(Referring expression pointing data)
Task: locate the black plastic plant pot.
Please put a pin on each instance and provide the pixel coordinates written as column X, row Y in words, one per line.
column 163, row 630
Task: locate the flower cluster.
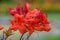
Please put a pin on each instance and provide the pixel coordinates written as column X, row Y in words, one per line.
column 26, row 20
column 1, row 27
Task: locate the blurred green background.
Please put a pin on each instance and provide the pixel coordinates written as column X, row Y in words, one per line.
column 51, row 7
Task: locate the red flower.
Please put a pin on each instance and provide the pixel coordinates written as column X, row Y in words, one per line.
column 26, row 20
column 1, row 27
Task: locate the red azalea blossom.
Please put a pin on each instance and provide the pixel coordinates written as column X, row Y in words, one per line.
column 26, row 20
column 1, row 27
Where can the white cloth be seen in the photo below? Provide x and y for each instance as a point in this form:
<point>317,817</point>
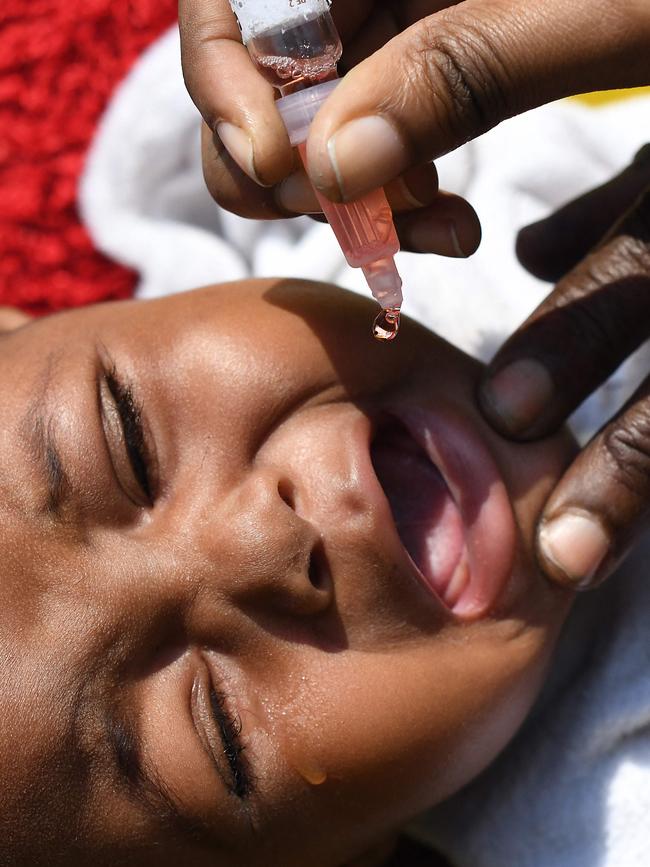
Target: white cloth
<point>574,788</point>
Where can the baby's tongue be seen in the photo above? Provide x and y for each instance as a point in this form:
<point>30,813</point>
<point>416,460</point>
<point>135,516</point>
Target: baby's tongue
<point>426,516</point>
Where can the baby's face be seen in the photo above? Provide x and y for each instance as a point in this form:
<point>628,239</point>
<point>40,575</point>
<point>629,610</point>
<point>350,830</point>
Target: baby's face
<point>216,648</point>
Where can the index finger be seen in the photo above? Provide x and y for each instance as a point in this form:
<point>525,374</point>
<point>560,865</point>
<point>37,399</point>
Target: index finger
<point>236,101</point>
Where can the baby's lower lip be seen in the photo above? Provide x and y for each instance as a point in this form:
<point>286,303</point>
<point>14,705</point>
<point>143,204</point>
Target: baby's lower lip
<point>450,506</point>
<point>426,516</point>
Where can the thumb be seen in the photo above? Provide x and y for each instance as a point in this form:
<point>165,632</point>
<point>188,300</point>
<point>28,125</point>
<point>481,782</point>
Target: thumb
<point>457,73</point>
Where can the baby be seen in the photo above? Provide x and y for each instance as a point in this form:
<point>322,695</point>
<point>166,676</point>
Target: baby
<point>268,589</point>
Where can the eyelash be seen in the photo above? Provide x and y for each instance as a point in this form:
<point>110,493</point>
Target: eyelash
<point>230,726</point>
<point>131,418</point>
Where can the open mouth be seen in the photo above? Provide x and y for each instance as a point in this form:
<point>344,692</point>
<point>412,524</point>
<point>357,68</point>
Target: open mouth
<point>427,517</point>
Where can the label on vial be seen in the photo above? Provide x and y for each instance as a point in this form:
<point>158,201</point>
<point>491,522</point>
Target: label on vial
<point>258,16</point>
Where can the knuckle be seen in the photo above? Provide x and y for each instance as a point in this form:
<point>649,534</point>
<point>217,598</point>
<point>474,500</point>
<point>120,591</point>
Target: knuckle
<point>458,71</point>
<point>627,446</point>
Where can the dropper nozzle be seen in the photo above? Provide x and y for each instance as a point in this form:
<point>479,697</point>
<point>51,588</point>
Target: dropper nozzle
<point>384,281</point>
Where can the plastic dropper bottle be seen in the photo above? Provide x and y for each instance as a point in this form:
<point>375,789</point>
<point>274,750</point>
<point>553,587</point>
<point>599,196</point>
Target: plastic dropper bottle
<point>295,45</point>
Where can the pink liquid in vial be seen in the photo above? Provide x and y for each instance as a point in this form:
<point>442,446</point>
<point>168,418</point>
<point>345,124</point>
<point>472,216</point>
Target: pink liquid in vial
<point>298,56</point>
<point>364,229</point>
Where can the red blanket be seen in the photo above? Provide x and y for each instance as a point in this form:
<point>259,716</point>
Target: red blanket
<point>60,61</point>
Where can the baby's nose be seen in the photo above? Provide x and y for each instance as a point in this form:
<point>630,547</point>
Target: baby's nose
<point>269,556</point>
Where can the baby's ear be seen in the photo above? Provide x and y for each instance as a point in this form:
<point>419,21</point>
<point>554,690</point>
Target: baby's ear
<point>11,318</point>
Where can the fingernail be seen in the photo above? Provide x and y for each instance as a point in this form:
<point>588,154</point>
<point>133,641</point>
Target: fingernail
<point>240,147</point>
<point>364,154</point>
<point>518,394</point>
<point>642,156</point>
<point>296,195</point>
<point>436,236</point>
<point>576,544</point>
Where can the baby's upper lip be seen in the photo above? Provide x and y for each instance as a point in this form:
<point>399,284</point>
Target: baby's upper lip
<point>467,466</point>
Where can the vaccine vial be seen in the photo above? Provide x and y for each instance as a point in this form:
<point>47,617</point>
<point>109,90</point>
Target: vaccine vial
<point>298,56</point>
<point>296,47</point>
<point>294,43</point>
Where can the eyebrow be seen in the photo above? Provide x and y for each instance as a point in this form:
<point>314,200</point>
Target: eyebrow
<point>146,786</point>
<point>40,430</point>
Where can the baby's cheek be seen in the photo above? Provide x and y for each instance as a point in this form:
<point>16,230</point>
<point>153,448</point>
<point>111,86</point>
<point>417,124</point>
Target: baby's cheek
<point>406,728</point>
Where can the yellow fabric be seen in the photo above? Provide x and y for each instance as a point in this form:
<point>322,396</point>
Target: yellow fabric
<point>596,99</point>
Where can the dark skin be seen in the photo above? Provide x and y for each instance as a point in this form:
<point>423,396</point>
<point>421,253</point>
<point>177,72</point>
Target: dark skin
<point>211,651</point>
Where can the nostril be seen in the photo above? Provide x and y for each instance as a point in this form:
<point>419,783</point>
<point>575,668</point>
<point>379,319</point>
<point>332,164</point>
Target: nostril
<point>318,571</point>
<point>287,492</point>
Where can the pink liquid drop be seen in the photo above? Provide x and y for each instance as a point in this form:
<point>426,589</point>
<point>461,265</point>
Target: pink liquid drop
<point>386,325</point>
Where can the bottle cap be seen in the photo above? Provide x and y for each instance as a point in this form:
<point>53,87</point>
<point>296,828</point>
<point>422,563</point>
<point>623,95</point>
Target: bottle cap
<point>300,108</point>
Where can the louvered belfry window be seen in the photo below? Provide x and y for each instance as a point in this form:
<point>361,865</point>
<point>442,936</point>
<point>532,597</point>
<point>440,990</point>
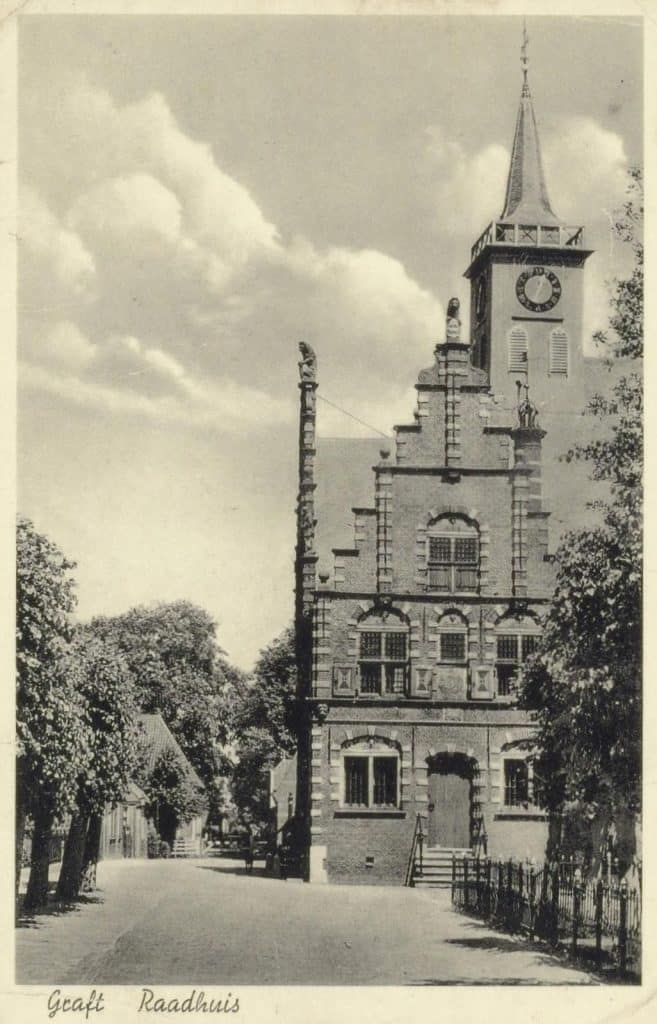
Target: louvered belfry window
<point>559,351</point>
<point>513,650</point>
<point>371,780</point>
<point>384,662</point>
<point>517,350</point>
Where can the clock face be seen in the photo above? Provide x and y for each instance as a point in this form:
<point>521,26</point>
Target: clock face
<point>538,290</point>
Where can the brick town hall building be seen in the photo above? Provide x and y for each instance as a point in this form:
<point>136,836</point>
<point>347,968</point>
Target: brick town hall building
<point>407,655</point>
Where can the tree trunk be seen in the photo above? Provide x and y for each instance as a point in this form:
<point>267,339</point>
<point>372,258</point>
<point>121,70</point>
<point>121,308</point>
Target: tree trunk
<point>69,884</point>
<point>37,893</point>
<point>91,852</point>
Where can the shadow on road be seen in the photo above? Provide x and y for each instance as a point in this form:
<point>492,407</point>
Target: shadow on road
<point>233,868</point>
<point>53,908</point>
<point>470,982</point>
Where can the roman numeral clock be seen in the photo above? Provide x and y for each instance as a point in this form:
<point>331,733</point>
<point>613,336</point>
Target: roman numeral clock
<point>538,289</point>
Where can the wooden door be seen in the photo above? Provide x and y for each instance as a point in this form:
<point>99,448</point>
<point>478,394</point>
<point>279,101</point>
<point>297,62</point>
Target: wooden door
<point>449,806</point>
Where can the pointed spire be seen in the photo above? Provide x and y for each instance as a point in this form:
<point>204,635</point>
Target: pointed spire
<point>527,199</point>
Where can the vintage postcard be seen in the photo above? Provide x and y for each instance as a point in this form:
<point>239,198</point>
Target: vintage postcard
<point>329,511</point>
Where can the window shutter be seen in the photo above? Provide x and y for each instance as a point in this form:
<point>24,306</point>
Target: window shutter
<point>559,351</point>
<point>518,349</point>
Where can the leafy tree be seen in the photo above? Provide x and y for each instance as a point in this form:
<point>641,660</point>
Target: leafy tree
<point>262,718</point>
<point>180,672</point>
<point>105,687</point>
<point>583,684</point>
<point>52,735</point>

About this exercise:
Scan the lines above for "<point>217,598</point>" and for "<point>630,547</point>". Repeat exactly the line holding each of them and every line in between.

Response:
<point>217,598</point>
<point>474,500</point>
<point>120,591</point>
Target: knuckle
<point>458,71</point>
<point>627,446</point>
Where can the dropper nozzle be seen in the photo above? Provide x and y for each instance as a point in this form:
<point>479,697</point>
<point>51,588</point>
Target: dropper nozzle
<point>384,281</point>
Where can the plastic dropper bottle be seen in the photo above? Provide x and y for each instance as a point in this form:
<point>375,789</point>
<point>274,750</point>
<point>553,587</point>
<point>599,196</point>
Target: plastic dropper bottle
<point>295,45</point>
Where can the pink liquid in vial be seen in the photo above? Provide x and y for each instance as a point in this form:
<point>442,446</point>
<point>168,418</point>
<point>345,124</point>
<point>472,216</point>
Target: pink liquid in vial
<point>298,56</point>
<point>364,229</point>
Where can the red blanket be seen in the photo above? Provide x and y for each instance as a point in this form:
<point>259,716</point>
Target: red blanket
<point>60,61</point>
Where can the baby's nose be seen in the photo above? Provide x and y for each instance as a point in this form:
<point>630,547</point>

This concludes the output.